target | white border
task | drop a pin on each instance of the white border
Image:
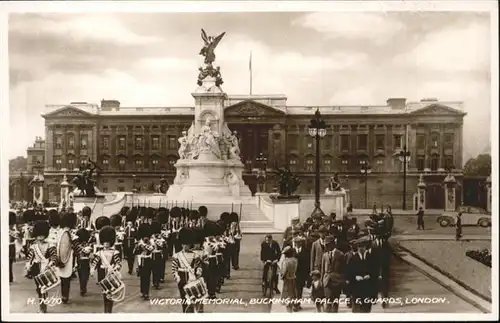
(228, 6)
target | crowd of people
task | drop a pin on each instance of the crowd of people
(332, 257)
(61, 245)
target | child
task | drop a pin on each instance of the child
(317, 291)
(105, 260)
(41, 255)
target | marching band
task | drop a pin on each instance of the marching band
(59, 247)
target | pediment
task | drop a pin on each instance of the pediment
(437, 109)
(68, 111)
(249, 108)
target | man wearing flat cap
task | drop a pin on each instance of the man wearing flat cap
(333, 274)
(317, 249)
(361, 272)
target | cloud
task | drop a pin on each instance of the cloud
(103, 28)
(376, 27)
(452, 49)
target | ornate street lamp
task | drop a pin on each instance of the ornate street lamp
(365, 170)
(260, 171)
(404, 157)
(317, 130)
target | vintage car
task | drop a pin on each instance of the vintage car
(471, 215)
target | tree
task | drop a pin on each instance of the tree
(17, 164)
(479, 166)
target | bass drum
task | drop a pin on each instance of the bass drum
(64, 247)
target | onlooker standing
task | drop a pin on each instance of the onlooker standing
(458, 233)
(420, 219)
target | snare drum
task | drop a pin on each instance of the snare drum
(196, 289)
(47, 280)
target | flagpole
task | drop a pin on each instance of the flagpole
(250, 68)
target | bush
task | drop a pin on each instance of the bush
(483, 256)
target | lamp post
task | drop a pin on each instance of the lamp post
···
» TAREA REQUERIDA: Copia todo desde la fila que contiene "target | flagpole" hasta el final de las filas, cambiando "bush" por "shrub" y dejando lo demás sin modificar.

» RESPUESTA:
target | flagpole
task | drop a pin on each instance of the flagpole
(250, 68)
target | shrub
task | drop a pin on each instance of the shrub
(483, 256)
target | lamp post
task | drop a pin on each instance of the lamp post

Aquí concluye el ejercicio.